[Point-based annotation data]
====================
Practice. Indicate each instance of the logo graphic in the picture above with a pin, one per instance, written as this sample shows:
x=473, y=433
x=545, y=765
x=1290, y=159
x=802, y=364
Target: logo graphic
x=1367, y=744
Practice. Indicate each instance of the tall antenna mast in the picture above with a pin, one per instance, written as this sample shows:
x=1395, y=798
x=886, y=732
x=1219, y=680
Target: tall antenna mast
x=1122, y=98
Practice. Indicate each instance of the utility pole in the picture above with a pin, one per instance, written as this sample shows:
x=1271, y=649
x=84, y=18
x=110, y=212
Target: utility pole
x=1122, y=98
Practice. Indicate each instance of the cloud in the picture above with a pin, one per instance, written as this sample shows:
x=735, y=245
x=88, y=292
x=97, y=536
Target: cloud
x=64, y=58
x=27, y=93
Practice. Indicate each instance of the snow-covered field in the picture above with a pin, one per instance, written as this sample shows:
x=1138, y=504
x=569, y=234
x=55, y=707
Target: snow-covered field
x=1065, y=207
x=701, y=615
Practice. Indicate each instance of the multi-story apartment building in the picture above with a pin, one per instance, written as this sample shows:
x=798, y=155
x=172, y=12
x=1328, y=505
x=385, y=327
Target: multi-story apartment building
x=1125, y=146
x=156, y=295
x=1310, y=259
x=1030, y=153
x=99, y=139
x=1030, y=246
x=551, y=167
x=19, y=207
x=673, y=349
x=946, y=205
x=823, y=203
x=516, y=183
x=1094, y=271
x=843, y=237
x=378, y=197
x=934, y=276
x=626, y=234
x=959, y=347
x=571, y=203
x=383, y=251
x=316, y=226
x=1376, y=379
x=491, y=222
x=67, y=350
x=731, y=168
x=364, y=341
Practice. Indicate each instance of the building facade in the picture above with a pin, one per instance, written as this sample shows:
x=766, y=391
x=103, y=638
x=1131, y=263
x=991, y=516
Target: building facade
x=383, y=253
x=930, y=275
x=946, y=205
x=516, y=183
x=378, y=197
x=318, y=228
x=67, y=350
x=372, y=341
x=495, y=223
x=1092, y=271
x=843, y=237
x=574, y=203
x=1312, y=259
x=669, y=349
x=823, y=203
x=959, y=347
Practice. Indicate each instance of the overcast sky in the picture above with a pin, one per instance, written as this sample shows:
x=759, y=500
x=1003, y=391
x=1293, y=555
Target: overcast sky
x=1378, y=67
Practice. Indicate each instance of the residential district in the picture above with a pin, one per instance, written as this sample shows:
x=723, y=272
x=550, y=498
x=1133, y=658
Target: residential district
====================
DO THIS - Update the items above so that every "pin" reads "marker", with nothing else changed.

FULL ANSWER -
Practice. Indicate each instance of the logo graphic in the picture above with a marker, one per instance, written as this sample shows:
x=473, y=433
x=545, y=765
x=1290, y=159
x=802, y=364
Target: logo graphic
x=1367, y=744
Practice. Indicate each instance of the tall antenna mast in the picture above with a marker, one per instance, written as this sample shows:
x=1395, y=798
x=886, y=732
x=1219, y=680
Target: tall antenna mast
x=1122, y=98
Practice. Indicate each instance of the utility pole in the picture above with a marker, one per instance, written as this sample shows:
x=1271, y=649
x=84, y=18
x=110, y=212
Target: utility pole
x=1122, y=98
Practice. Indicate each instance of the cloud in the picture above with a marker, one per instance, written as this sample shows:
x=735, y=245
x=88, y=292
x=97, y=536
Target: cloud
x=64, y=58
x=27, y=93
Practice. Indicate each instance of the snow-covered field in the picture above with a marker, one per instance, written as this sample shows:
x=1138, y=504
x=569, y=234
x=55, y=707
Target: snow-covered field
x=1065, y=207
x=701, y=615
Practice. Indicate each instance of the multi-story apartment building in the picture above with a marker, one per instance, written as this sample shows:
x=798, y=155
x=172, y=12
x=1328, y=505
x=385, y=327
Target: multi-story apartment building
x=1125, y=146
x=156, y=295
x=1310, y=259
x=1030, y=153
x=99, y=139
x=1030, y=246
x=551, y=167
x=19, y=207
x=673, y=349
x=946, y=205
x=823, y=203
x=516, y=183
x=1094, y=271
x=843, y=237
x=378, y=197
x=934, y=276
x=626, y=234
x=959, y=347
x=571, y=203
x=383, y=251
x=316, y=226
x=1376, y=379
x=491, y=222
x=67, y=350
x=731, y=168
x=364, y=341
Practice. Indicate each instance of the building facade in the picture above with a marker, one per instance, written as this sample shows:
x=766, y=391
x=103, y=638
x=1131, y=263
x=991, y=516
Target: building facade
x=383, y=253
x=930, y=275
x=946, y=205
x=516, y=183
x=378, y=197
x=318, y=228
x=67, y=350
x=372, y=341
x=495, y=223
x=1092, y=271
x=843, y=237
x=574, y=203
x=1312, y=259
x=669, y=349
x=823, y=203
x=959, y=347
Practice. Indicate each instance of the overcast sky in the picture above with a marker, one per instance, written as this sample shows:
x=759, y=500
x=1003, y=391
x=1293, y=555
Target: overcast sky
x=1378, y=67
Practice. Indicate each instance of the residential district in the picture above with a marker, one per instance, written as this sample shows:
x=723, y=272
x=550, y=498
x=1133, y=658
Target: residential district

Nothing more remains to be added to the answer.